Transcribe the book review below from "Love Reading UK, June" to "so much more.", copying it word for word.

## [Selected excerpt]
=====

Love Reading UK, June 20, 2021

Review by Paul Blezard

A powerful story of a refugee exiled by war and trapped in a Malaysian airport by geopolitics, with a cellphone his only tool and publicity his only hope.

When the opening line of a personal account starts “For those of us who leave our country for a better future, memory stands still.” you know that you are in the hands of a writer who has a hinterland, both geographic and experiential. Hassan Al Kontar is such a writer.

Bright, brave and boundless in his desire for escape; from compulsory Syrian military service and an uncivil war, then from entrapment in Kuala Lumpur airport, Al Kontar tells a tale of determination and courage that encompasses so much more.

He seasons his story with perceptive and astute observations, from how the Gulf States have fuelled extraordinary growth to how to marshal the global power of social media and the world’s press. He charts his journey from his familial Syrian home with its olive grove, almond trees and grapevines, through Emirati workplaces and police cells, via various flights to the ‘refused entry’ that results in his being visa-less, stateless and unwanted in Malaysia. He also records the useless futility of those we imagine to have the power to offer him salvation.

This is not the glossy Tom Hanks The Terminal movie version of airport ensnarement. This is the real, “bright young man in an impossible situation” version, complete with hellish “Catch-22 meets Orwellian system” scenes, the complete and shameful “failure of international humanitarian agencies” subtext and with Canadians and Canada as the heroes of the piece.

Al-Kontar is a wonderful young man with a wise old soul. He is also a gifted storyteller telling important truths in a hugely readable style.

=====

## [Supplied records]

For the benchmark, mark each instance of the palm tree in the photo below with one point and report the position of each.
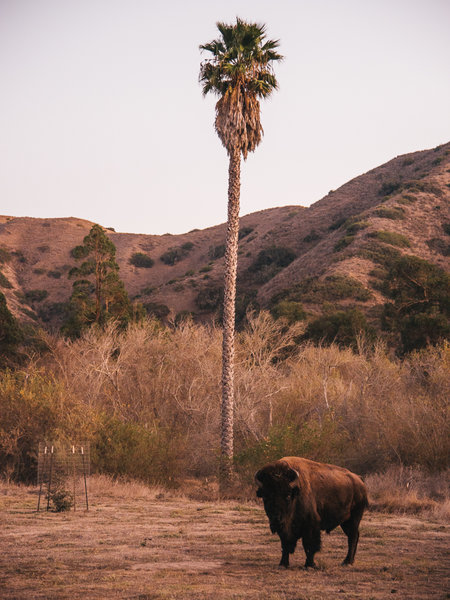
(240, 72)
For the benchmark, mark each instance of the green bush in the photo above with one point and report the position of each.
(321, 440)
(5, 256)
(277, 256)
(4, 282)
(209, 298)
(216, 252)
(342, 328)
(343, 243)
(141, 260)
(312, 236)
(337, 224)
(172, 256)
(355, 226)
(79, 252)
(131, 450)
(394, 213)
(388, 188)
(289, 310)
(245, 231)
(156, 309)
(378, 253)
(316, 291)
(33, 296)
(392, 238)
(439, 245)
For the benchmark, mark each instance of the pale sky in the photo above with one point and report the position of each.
(102, 116)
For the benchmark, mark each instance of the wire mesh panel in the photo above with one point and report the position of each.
(63, 471)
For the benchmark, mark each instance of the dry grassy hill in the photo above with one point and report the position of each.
(403, 204)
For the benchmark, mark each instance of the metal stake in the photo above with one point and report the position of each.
(42, 478)
(50, 478)
(84, 475)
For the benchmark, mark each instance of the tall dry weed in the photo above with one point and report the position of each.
(148, 398)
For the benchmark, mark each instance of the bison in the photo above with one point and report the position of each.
(302, 497)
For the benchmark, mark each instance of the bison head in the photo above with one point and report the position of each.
(278, 486)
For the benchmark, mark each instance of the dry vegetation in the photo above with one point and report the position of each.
(148, 400)
(139, 542)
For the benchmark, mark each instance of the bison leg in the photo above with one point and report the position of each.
(351, 530)
(287, 547)
(311, 545)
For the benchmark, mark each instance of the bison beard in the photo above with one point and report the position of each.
(302, 497)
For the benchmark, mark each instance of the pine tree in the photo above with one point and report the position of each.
(99, 294)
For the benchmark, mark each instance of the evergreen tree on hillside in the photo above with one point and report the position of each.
(10, 333)
(239, 70)
(98, 294)
(420, 307)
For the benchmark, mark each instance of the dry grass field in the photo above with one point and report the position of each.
(141, 543)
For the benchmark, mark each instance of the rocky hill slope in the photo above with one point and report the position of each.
(330, 251)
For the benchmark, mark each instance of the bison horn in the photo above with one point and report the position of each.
(257, 478)
(293, 475)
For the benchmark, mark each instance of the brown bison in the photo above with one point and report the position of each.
(302, 497)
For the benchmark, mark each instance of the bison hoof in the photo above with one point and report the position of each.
(346, 563)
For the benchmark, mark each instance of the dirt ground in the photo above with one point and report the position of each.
(158, 546)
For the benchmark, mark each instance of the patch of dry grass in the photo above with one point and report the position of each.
(135, 544)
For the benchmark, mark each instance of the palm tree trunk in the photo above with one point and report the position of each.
(229, 302)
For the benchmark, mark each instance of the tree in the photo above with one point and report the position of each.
(239, 70)
(10, 333)
(420, 307)
(98, 293)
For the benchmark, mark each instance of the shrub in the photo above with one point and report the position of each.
(394, 213)
(337, 224)
(35, 296)
(132, 450)
(439, 245)
(378, 253)
(157, 309)
(216, 252)
(355, 226)
(312, 236)
(342, 328)
(388, 188)
(289, 310)
(5, 256)
(141, 260)
(172, 256)
(4, 281)
(275, 255)
(209, 298)
(244, 231)
(343, 243)
(316, 291)
(392, 238)
(79, 252)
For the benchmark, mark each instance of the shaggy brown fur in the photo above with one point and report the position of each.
(302, 497)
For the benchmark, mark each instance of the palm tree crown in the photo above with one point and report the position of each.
(240, 72)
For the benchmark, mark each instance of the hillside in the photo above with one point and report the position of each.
(340, 236)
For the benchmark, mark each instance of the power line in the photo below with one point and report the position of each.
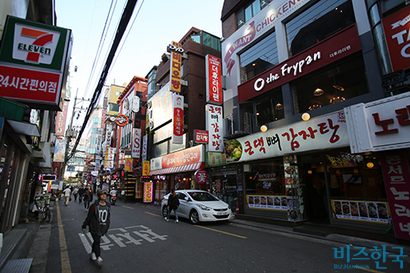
(125, 18)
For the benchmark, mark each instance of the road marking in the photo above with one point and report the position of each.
(227, 233)
(65, 260)
(153, 214)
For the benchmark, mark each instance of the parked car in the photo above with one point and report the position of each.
(199, 206)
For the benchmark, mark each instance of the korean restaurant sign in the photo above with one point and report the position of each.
(178, 119)
(396, 176)
(397, 32)
(136, 143)
(213, 71)
(326, 132)
(61, 120)
(184, 157)
(176, 63)
(34, 62)
(379, 125)
(214, 125)
(201, 136)
(330, 50)
(148, 192)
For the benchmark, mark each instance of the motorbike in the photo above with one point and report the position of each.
(113, 200)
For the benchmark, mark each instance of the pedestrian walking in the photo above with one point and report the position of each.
(67, 195)
(81, 194)
(75, 193)
(173, 204)
(88, 198)
(98, 222)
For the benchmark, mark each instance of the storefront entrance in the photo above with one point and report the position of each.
(312, 177)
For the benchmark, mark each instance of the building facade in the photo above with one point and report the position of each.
(292, 72)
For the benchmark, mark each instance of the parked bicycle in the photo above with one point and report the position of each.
(43, 208)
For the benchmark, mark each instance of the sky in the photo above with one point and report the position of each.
(153, 26)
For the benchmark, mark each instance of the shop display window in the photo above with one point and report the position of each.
(318, 22)
(265, 178)
(335, 83)
(357, 177)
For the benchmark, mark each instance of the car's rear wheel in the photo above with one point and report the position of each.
(193, 217)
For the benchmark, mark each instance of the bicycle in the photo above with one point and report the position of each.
(43, 208)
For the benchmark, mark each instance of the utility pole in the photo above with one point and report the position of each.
(71, 133)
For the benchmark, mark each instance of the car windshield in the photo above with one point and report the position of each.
(202, 196)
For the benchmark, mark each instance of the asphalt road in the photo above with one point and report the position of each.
(141, 241)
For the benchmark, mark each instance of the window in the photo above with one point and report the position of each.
(243, 15)
(259, 58)
(269, 108)
(318, 22)
(336, 83)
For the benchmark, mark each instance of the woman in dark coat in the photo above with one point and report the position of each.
(173, 204)
(98, 222)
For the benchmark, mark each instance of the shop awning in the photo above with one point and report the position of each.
(179, 169)
(24, 128)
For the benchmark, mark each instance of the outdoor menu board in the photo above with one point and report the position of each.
(274, 202)
(375, 212)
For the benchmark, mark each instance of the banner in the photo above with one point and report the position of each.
(136, 143)
(178, 119)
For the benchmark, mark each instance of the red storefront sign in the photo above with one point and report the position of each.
(343, 44)
(213, 79)
(201, 136)
(396, 28)
(396, 176)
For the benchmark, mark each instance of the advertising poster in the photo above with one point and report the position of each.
(178, 119)
(269, 202)
(214, 126)
(148, 192)
(375, 212)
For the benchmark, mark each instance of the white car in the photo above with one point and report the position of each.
(199, 206)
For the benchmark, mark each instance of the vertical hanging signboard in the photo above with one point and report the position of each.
(214, 125)
(213, 80)
(178, 119)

=====

## [Expected output]
Love Reading UK, June 20, 2021

Review by Paul Blezard

A powerful story of a refugee exiled by war and trapped in a Malaysian airport by geopolitics, with a cellphone his only tool and publicity his only hope.

When the opening line of a personal account starts “For those of us who leave our country for a better future, memory stands still.” you know that you are in the hands of a writer who has a hinterland, both geographic and experiential. Hassan Al Kontar is such a writer.

Bright, brave and boundless in his desire for escape; from compulsory Syrian military service and an uncivil war, then from entrapment in Kuala Lumpur airport, Al Kontar tells a tale of determination and courage that encompasses so much more.